Violence sexuelle à Port-au-Prince : Une arme utilisée par les gangs pour répandre la peu
A l’initiative de l’organisation féministe MARIJAN , une journée de réflexion a été organisée sur la lutte contre la violence basée sur le genre. En prélude a la journée internationale pour l’élimination de la violence sexuelle en temps de conflit, l’international Rescue Committee IRC , l’Université quisqueya et l’organisation féministe Marijan attire une fois de plus l’attention dur l’insécurité exacerbées par la violence des gangs dans le pays, dans l’objectif de réunir les actrices et acteurs engage es dans la lutte contre les violences basées sur le genre VBG en vue d’analyser et de faire des propositions et pensé a des pistes d’action face aux violences sexuelles.
En effet, l’organisation féministe MARIJAN en collaboration avec ces partenaires USAID et l’international Rescue Commette IRC , tire la sonnette d’alarme sur les vagues d’insécurités qui déferlent tous les jours dans le pays mettant dans un danger constant principalement les femmes et les filles.
Femmes, filles, garçons de tous âges, dans une moindre mesure des hommes, sont victimes tous les jours de crimes sexuels d’une extrême violence. Des enfants âgés a peine de 10 ans et des femmes âgées continuent de subir des agressions et des viols collectifs par plusieurs éléments armés lors d’attaque contre leurs quartiers, une stratégie utilisée par les bandes pour semer la peur chez les victimes, déplore Nancy Benis , responsable de programme VBG de l’organisation féministe MARIJAN.

» **Données présentées**
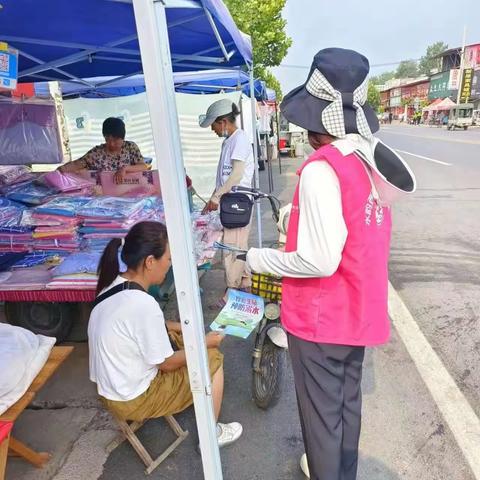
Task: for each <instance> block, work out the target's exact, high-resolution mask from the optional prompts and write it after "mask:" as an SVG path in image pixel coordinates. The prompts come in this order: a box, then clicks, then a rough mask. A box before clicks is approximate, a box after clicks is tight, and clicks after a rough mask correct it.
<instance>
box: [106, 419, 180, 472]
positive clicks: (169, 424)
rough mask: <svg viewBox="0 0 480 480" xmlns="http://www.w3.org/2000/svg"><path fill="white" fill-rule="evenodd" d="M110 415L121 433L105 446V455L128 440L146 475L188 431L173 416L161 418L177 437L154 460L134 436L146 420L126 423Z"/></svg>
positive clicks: (126, 422)
mask: <svg viewBox="0 0 480 480" xmlns="http://www.w3.org/2000/svg"><path fill="white" fill-rule="evenodd" d="M110 414H111V415H112V416H113V418H114V419H115V422H116V423H117V425H118V426H119V428H120V430H121V432H122V433H121V435H120V436H119V437H118V438H116V439H115V440H113V442H112V443H110V444H109V445H108V446H107V453H110V452H112V451H113V450H114V449H115V448H117V447H118V446H119V445H120V444H121V443H123V442H124V441H125V440H128V441H129V442H130V445H132V447H133V448H134V450H135V451H136V452H137V454H138V456H139V457H140V458H141V459H142V461H143V463H144V464H145V466H146V467H147V468H146V469H145V474H146V475H149V474H150V473H152V472H153V471H154V470H155V469H156V468H157V467H158V466H159V465H160V464H161V463H162V462H163V461H164V460H165V459H166V458H167V457H168V456H169V455H170V454H171V453H172V452H173V451H174V450H175V449H176V448H177V447H178V446H179V445H180V444H181V443H182V442H183V441H184V440H185V438H187V436H188V431H187V430H183V429H182V427H181V426H180V425H179V424H178V422H177V421H176V420H175V418H174V417H173V415H166V416H165V417H163V418H164V419H165V420H166V422H167V423H168V425H169V426H170V428H171V429H172V430H173V432H174V433H175V435H176V436H177V439H176V440H175V441H174V442H173V443H172V444H171V445H170V446H169V447H168V448H166V449H165V451H164V452H163V453H162V454H161V455H160V456H159V457H157V458H156V459H155V460H154V459H153V458H152V457H151V455H150V454H149V453H148V452H147V449H146V448H145V447H144V446H143V444H142V442H140V440H139V438H138V437H137V436H136V435H135V432H136V431H137V430H138V429H139V428H140V427H141V426H142V425H143V424H144V423H145V422H146V420H144V421H142V422H131V423H128V422H127V421H125V420H123V419H121V418H119V417H117V416H116V415H114V414H113V413H112V412H110Z"/></svg>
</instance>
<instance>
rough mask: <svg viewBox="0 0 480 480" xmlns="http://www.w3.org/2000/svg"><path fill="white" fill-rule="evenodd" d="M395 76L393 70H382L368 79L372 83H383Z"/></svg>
mask: <svg viewBox="0 0 480 480" xmlns="http://www.w3.org/2000/svg"><path fill="white" fill-rule="evenodd" d="M392 78H395V72H394V71H392V72H383V73H381V74H380V75H375V76H373V77H370V80H371V81H372V82H373V83H374V85H384V84H385V83H386V82H388V81H389V80H391V79H392Z"/></svg>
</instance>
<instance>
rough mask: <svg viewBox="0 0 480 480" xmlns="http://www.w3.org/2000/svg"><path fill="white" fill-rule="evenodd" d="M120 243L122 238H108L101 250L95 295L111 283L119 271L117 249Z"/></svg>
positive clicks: (114, 279)
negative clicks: (95, 291) (101, 256)
mask: <svg viewBox="0 0 480 480" xmlns="http://www.w3.org/2000/svg"><path fill="white" fill-rule="evenodd" d="M121 245H122V240H121V239H120V238H114V239H113V240H110V242H109V244H108V245H107V247H106V248H105V250H104V251H103V254H102V258H101V259H100V263H99V264H98V272H97V273H98V283H97V295H99V294H100V292H101V291H102V290H103V289H104V288H106V287H108V286H109V285H111V284H112V283H113V281H114V280H115V279H116V278H117V276H118V274H119V273H120V264H119V262H118V249H119V248H120V246H121Z"/></svg>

» **Travail à faire**
(1) Selon l'extrait, quelle fonction occupe Nancy Benis ?
(2) Recopiez le passage de l'extrait qui commence à "En effet, l’organisation" et se termine à "et les filles.".
On peut répondre sans consulter les entrées.

» **Corrigé**
(1) Elle est responsable de programme VBG de l'organisation féministe MARIJAN.

(2)
En effet, l’organisation féministe MARIJAN en collaboration avec ces partenaires USAID et l’international Rescue Commette IRC , tire la sonnette d’alarme sur les vagues d’insécurités qui déferlent tous les jours dans le pays mettant dans un danger constant principalement les femmes et les filles.